# Problems
1. Repeat everything in the Legion of Christ article from "The cult of" down to "and give again.".
2. Carry on the Legion of Christ article from the point where it stops.

The Principles and Norms of the Legion of Christ and a collection of Maciel letters that seminarians read daily molded a mindset while dividing followers from their family members. The norms advised them to never allow families to know if they were sad or nostalgic. Family members should never know of depression or emotional states “so as not to trouble family members with problems that are related exclusively to their relationship with God and with the Legion.”
The norms even specified how to hold cutlery at table “without stretching the index along the back of the knife or on the fork’s prongs. Do not cock the little finger when using cutlery, the glass, or the cup. Refinement must always be accompanied by simplicity.”
Radio, TV and Internet were banned in the rooms of Legion and Regnum Christi lay celibates who lived in consecrated communities. Superiors read their mail, had to approve newspapers and books, and restricted their access to websites.
The cult of personality that shielded Maciel’s pathological sex life had another agenda: raising money. The Legion was Maciel’s company. Prep school tuitions of $15,000 to $35,000, depending on the country and location, generated profit to support operations in Rome. Regnum Christi members kept school costs down by working without pay, while appealing to parents to give and give again.
Raised in a well-to-do Mexico City family, Legion general director Corcuera advanced through an early Regnum Christi youth group. Fr. Luis Garza, the Legion vicar general — in effect, the chief financial officer — graduated from a Legion prep school in Monterrey, Mexico, one of eight siblings in the family of one Mexico’s wealthiest industrialists.
Garza oversees Integer, an internal mechanism Maciel created to keep certain assets off the Legion books, according to sources familiar with the finances. As Maciel siphoned off Legion funds — which had been donated to a religious charity — for support of his two women and four children, Integer was a means to control and shield accountability from church authorities. The former Regnum Christi insider explains: “If someone sues the Legion, they have no assets. If the pope says, ‘Show me your assets,’ well, we have no money.”
Whether by coincidence or design, the Integer strategy permeates a defense motion in the Connecticut lawsuit (Jose Raul Gonzalez Lara v. Legionaries of Christ). The Legion’s defense argues that discovery should be subject to Italian law because the Legion, as “Rome Defendant,” is based there. Discovery laws in America and countries with a base in English common law give plaintiffs much deeper access to information. There is no indication of a role by Vatican authorities in the defense strategy of the Legion lawsuit.
The inertia of reform
De Paolis, the papal overseer, formed a committee with Legionaries to rewrite the bylaws, eliminating the coercive tactics. However, he took a passive approach to the warped thinking that permeated the order and Regnum Christi in the years in which they kept promoting Maciel as a victim of injustice. When the 2006 Vatican order banished Maciel to “a life of prayer and penitence,” the Legion sprang to his defense, announcing that Maciel had never been tried and, like Jesus, chose not to defend himself.

# Listed records

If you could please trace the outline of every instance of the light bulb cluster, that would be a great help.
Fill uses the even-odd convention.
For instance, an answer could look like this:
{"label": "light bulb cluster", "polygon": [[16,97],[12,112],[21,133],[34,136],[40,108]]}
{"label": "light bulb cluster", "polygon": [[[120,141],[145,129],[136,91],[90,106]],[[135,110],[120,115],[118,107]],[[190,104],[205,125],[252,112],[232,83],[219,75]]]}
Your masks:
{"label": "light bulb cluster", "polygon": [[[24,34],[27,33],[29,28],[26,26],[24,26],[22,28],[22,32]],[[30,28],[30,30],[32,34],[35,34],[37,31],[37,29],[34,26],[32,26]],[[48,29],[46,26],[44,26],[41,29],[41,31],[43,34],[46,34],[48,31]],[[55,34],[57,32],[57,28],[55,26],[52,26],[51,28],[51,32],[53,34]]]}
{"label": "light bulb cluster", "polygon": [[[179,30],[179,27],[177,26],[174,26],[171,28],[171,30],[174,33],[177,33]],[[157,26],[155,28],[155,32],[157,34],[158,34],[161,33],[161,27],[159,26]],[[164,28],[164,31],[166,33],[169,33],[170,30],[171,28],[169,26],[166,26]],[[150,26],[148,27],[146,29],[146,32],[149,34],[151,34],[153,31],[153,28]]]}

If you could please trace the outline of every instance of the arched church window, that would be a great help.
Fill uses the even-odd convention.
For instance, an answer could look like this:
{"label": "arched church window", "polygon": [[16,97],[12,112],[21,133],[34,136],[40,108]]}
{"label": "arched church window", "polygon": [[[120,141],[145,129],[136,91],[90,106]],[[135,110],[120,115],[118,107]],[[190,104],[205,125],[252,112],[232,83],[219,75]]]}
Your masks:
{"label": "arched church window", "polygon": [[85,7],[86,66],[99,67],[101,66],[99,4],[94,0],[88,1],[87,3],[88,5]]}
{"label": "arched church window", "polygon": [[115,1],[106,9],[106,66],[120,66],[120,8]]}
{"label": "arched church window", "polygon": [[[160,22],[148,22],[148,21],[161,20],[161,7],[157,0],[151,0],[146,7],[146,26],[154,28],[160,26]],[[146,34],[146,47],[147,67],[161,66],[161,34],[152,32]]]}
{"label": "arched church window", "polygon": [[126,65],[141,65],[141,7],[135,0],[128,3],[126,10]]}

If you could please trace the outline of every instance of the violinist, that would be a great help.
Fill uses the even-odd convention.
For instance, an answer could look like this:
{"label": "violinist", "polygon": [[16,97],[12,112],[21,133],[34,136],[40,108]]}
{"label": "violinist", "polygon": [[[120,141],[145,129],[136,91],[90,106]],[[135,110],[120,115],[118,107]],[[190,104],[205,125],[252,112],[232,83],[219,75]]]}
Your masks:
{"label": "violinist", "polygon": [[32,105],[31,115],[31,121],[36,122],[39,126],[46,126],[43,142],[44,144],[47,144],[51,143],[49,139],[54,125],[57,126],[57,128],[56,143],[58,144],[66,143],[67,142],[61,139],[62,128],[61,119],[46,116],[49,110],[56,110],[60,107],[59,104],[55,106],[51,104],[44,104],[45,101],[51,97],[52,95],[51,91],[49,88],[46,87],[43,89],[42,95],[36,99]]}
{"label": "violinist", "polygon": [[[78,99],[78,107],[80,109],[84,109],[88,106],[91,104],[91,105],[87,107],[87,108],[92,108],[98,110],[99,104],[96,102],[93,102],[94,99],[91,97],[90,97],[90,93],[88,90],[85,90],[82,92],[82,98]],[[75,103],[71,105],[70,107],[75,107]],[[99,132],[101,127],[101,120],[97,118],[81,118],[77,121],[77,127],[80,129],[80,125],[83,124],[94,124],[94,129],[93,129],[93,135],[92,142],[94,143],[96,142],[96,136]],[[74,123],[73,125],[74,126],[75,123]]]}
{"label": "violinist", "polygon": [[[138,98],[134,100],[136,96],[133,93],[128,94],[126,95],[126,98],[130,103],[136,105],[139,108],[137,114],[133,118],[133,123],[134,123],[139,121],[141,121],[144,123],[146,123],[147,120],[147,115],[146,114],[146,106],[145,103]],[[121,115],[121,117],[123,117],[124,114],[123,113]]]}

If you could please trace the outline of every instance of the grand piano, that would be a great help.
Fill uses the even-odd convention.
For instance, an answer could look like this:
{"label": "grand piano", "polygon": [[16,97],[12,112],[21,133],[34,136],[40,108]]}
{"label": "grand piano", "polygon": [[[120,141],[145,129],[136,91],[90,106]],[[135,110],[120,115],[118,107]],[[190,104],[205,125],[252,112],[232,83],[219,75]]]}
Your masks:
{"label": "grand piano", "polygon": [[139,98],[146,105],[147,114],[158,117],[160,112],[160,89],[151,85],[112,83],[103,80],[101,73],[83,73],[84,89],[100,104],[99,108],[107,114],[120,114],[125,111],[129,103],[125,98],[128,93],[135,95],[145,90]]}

* * *

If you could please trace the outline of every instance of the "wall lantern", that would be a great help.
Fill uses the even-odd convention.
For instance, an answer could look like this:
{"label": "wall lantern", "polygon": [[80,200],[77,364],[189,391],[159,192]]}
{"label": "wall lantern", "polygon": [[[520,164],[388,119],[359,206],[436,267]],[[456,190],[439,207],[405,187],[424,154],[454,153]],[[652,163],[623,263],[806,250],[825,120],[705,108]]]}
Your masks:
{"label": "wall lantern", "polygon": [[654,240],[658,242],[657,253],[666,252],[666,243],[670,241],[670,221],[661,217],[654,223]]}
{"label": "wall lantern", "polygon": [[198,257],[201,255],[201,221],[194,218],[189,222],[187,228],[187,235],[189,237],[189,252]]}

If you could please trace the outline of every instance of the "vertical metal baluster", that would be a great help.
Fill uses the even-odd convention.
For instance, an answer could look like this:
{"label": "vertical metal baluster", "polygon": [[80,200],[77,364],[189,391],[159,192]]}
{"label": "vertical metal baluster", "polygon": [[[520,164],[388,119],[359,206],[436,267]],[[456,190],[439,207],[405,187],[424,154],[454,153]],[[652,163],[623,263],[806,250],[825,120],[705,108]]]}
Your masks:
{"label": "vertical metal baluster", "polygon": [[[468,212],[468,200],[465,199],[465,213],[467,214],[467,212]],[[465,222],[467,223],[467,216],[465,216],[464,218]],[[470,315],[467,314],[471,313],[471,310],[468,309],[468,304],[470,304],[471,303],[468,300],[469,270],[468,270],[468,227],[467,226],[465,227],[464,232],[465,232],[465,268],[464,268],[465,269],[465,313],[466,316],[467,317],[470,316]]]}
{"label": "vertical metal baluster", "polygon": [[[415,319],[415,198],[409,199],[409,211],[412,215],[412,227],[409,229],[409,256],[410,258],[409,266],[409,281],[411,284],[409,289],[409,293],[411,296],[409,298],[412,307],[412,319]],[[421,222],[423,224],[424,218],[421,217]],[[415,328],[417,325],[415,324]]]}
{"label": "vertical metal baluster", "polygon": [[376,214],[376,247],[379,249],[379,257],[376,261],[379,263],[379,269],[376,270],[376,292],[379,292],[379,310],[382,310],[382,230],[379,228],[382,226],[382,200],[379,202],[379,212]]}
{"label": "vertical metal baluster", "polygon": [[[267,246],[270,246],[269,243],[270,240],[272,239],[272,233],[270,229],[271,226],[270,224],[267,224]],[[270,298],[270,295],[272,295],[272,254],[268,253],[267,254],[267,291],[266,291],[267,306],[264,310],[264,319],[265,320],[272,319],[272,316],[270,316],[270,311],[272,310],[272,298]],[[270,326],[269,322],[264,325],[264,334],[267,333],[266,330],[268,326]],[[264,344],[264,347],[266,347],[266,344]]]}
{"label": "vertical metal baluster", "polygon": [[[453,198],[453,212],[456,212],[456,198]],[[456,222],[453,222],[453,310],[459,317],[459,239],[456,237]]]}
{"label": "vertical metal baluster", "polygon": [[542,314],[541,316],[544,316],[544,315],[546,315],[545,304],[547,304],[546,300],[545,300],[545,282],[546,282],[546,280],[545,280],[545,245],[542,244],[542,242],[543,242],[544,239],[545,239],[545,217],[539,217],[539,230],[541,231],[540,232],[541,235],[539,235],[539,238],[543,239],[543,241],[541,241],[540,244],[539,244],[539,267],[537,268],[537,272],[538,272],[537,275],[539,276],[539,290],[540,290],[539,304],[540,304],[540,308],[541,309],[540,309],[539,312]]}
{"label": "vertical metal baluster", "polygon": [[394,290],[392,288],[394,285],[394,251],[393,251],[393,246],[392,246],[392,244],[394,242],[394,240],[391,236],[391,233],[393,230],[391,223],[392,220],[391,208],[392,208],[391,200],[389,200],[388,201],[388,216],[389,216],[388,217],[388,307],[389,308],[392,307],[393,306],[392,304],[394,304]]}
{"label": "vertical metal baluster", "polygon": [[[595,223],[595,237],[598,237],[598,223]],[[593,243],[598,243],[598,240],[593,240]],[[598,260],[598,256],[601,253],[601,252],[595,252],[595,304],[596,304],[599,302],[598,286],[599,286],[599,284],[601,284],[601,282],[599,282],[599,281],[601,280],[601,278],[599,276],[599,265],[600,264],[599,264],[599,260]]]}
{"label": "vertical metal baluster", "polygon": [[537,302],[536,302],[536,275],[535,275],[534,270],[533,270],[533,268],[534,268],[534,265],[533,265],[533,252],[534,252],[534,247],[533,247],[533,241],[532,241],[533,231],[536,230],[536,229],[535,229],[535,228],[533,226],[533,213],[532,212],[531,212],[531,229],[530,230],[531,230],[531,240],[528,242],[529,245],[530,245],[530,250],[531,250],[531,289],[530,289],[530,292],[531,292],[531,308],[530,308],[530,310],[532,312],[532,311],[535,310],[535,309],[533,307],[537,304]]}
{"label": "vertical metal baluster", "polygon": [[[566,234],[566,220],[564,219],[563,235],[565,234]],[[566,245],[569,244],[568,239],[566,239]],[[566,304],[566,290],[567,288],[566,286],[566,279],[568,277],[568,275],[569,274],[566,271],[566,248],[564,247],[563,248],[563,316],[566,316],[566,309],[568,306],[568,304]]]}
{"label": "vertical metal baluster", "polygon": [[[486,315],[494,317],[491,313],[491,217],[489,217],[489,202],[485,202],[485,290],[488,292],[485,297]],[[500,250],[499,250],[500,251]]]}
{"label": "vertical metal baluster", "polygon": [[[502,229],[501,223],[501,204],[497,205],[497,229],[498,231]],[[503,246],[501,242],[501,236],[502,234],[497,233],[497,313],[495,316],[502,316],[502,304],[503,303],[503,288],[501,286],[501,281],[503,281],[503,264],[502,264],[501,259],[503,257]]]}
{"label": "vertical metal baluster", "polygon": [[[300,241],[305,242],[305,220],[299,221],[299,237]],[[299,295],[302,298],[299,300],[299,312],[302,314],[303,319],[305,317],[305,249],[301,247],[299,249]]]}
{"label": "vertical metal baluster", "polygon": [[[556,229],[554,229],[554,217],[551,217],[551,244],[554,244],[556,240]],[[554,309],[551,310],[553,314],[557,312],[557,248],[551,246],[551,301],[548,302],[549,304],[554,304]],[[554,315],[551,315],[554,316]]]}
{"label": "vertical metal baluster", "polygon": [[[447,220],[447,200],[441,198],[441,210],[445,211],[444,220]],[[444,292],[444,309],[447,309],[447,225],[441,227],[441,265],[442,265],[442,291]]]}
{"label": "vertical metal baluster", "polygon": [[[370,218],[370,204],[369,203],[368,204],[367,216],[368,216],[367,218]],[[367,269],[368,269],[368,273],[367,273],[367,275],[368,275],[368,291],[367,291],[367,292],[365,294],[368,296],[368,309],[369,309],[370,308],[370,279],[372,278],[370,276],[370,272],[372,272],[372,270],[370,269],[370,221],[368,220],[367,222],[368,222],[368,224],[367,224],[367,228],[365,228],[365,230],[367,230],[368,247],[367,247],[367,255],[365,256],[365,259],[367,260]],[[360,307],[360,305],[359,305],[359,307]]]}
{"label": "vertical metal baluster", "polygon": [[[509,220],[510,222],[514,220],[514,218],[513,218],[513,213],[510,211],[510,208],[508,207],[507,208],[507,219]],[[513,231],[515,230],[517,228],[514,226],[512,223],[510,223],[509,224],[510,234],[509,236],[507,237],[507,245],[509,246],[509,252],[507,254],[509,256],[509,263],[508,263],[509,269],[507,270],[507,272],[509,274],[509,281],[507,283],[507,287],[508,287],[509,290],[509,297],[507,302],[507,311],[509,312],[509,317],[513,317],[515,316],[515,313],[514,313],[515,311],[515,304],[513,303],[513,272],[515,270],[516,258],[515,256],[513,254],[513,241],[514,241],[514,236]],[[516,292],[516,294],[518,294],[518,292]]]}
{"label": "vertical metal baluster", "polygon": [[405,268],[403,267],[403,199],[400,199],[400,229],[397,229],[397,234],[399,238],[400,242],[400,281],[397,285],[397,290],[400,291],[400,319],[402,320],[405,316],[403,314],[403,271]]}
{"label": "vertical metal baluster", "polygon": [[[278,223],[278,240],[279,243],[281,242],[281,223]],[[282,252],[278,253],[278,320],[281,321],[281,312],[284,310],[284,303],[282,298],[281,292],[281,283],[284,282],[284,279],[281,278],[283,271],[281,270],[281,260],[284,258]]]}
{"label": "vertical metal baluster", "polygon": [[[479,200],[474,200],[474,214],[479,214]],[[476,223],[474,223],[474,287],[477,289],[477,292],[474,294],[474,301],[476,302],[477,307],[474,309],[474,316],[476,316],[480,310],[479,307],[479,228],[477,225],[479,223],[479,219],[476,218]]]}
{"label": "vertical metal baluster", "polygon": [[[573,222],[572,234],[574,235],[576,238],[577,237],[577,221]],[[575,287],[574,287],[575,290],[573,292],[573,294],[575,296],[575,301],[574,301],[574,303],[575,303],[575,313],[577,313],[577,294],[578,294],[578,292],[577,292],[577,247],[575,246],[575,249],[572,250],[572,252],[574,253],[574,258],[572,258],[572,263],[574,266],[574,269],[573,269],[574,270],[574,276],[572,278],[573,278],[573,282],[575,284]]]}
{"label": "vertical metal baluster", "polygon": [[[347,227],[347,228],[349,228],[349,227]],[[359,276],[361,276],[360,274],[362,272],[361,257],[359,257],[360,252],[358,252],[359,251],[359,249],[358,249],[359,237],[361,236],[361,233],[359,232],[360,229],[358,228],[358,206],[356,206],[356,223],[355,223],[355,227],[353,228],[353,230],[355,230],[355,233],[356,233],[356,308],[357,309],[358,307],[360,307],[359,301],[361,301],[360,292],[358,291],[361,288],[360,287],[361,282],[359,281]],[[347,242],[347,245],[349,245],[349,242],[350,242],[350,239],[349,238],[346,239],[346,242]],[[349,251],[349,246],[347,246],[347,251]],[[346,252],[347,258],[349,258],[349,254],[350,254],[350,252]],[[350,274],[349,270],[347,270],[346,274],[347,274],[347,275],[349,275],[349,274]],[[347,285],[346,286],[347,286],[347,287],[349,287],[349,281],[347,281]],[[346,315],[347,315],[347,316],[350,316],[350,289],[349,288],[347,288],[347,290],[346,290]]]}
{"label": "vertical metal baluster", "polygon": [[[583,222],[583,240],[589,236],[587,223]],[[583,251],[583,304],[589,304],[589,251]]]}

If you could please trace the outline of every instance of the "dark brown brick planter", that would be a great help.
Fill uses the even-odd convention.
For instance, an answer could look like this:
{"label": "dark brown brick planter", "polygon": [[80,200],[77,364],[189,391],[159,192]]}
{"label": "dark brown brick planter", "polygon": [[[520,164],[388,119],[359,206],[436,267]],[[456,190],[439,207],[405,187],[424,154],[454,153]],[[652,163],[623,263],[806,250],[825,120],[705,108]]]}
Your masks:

# Responses to the tasks
1.
The cult of personality that shielded Maciel’s pathological sex life had another agenda: raising money. The Legion was Maciel’s company. Prep school tuitions of $15,000 to $35,000, depending on the country and location, generated profit to support operations in Rome. Regnum Christi members kept school costs down by working without pay, while appealing to parents to give and give again.

2.
Maciel left Rome that May and flew to Cotija de la Paz, his hometown in southwest Mexico, where he was reunited with his former paramour, Norma Hilda Baños and their 23-year old daughter, Normita. Their photographs were later published in Quien, a gossip magazine.
When Maciel died in 2008, the Legion revved up the publicity campaign, announcing that he had gone to heaven. A year later, after Corcuera revealed the news of Maciel’s children, Garza spoke to Regnum Christi followers in Monterrey. A transcript appears in a book by CNN Mexico journalist Carmen Aristegui, Marcial Maciel: Historia de un Criminal. “We had the responsibility to assure that Our Father [Maciel] was in a house in a Legionary community because this is what the Holy See asked,” Garza said. The Vatican wanted Maciel handled in a certain way. “This took us a good part of October, November, December of 2006; it wasn’t until January or February of 2007 that we were in a position of power to start to think about what we were going to do.”
Garza, 54, earned an engineering degree from Stanford University before joining the Legion. He has a canon law doctorate from the Gregorian in Rome, where de Paolis was among his professors. Garza donated $3 million of his inheritance to the Legion, his sister Roberta told NCR. Garza was Maciel’s financial alter ego, “responsible for key areas of logistical governance,” according to a Regnum Christi profile, “involving constant analysis of numbers and personnel structures and organizations, risks and opportunities.”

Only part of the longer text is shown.